Transcribe every one of the rows below, reproducing each line character for character.

══════════════════════════════

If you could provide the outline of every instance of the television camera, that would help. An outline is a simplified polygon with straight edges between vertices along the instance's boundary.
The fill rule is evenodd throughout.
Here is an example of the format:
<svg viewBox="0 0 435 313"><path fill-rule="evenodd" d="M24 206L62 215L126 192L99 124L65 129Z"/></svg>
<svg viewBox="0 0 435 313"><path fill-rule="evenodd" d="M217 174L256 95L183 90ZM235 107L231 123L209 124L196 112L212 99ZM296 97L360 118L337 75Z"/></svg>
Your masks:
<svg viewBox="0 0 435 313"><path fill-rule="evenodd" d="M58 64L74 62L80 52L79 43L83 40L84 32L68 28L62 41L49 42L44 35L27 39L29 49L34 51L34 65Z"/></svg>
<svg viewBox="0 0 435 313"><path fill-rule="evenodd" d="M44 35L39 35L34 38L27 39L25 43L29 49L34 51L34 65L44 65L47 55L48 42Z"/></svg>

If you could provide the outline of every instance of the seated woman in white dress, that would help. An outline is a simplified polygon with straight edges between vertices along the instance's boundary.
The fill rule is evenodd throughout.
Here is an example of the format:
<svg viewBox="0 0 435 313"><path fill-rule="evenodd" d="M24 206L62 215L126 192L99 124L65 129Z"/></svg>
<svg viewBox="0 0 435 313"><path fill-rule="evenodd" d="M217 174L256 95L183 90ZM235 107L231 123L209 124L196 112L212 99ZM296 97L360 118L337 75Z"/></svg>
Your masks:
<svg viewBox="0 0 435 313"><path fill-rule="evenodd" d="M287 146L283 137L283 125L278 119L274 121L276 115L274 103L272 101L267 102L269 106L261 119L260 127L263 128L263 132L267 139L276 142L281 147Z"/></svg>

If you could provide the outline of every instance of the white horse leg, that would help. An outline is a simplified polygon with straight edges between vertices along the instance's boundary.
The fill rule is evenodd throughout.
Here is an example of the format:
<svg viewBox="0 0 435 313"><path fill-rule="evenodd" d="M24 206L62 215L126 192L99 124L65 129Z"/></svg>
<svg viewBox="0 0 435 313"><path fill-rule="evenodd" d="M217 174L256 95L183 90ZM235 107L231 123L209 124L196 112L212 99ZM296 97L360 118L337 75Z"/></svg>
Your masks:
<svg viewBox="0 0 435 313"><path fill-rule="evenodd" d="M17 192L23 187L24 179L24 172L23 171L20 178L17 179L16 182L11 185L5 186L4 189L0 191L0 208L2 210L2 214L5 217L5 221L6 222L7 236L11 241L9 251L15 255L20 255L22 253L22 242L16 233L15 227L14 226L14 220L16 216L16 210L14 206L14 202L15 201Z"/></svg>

══════════════════════════════

Response to this task
If you could provide the outline of every instance of the television camera, that would help. An outline is a simplified polygon with straight edges between vertices along the instance's boundary.
The fill rule is evenodd throughout.
Here is an example of the format:
<svg viewBox="0 0 435 313"><path fill-rule="evenodd" d="M24 206L62 215L126 192L99 124L65 129Z"/></svg>
<svg viewBox="0 0 435 313"><path fill-rule="evenodd" d="M217 174L256 95L183 90ZM235 107L231 123L209 124L196 112L212 99ZM296 97L360 118L337 75Z"/></svg>
Your masks:
<svg viewBox="0 0 435 313"><path fill-rule="evenodd" d="M58 64L74 62L80 52L79 43L83 40L84 32L68 28L62 41L49 42L44 35L27 39L29 49L34 51L34 65Z"/></svg>
<svg viewBox="0 0 435 313"><path fill-rule="evenodd" d="M44 35L39 35L34 38L27 39L25 43L29 49L34 51L34 65L44 65L47 55L48 42Z"/></svg>

If you could provide the outline of every instance of the seated woman in white dress, that would help. An outline is a simplified polygon with straight edges between vertices along the instance's boundary.
The fill rule is evenodd throughout.
Here is an example of the format:
<svg viewBox="0 0 435 313"><path fill-rule="evenodd" d="M24 206L62 215L126 192L99 124L65 129Z"/></svg>
<svg viewBox="0 0 435 313"><path fill-rule="evenodd" d="M217 174L256 95L183 90ZM235 107L231 123L209 124L196 112L212 99ZM296 97L360 118L337 75Z"/></svg>
Your masks:
<svg viewBox="0 0 435 313"><path fill-rule="evenodd" d="M287 146L283 137L283 125L278 119L274 121L276 115L274 103L272 101L267 102L269 106L261 119L260 127L263 128L263 132L267 139L276 142L281 147Z"/></svg>

If you could provide the outline of every instance of the white horse leg, that would help. An outline is a simplified polygon with straight edges between vertices along the instance's boundary.
The fill rule is evenodd throughout.
Here is an example of the format:
<svg viewBox="0 0 435 313"><path fill-rule="evenodd" d="M24 206L62 215L126 192L99 124L65 129Z"/></svg>
<svg viewBox="0 0 435 313"><path fill-rule="evenodd" d="M217 174L256 95L183 90ZM235 107L231 123L209 124L196 112L212 99ZM296 97L360 118L337 75Z"/></svg>
Your masks:
<svg viewBox="0 0 435 313"><path fill-rule="evenodd" d="M17 192L23 187L24 179L24 172L23 171L20 178L17 179L16 182L11 185L5 186L4 189L0 191L0 208L2 210L2 214L5 217L5 221L6 222L7 236L11 241L9 251L15 255L20 255L22 253L22 242L16 233L15 227L14 226L14 220L16 216L16 210L14 206L14 202L15 201Z"/></svg>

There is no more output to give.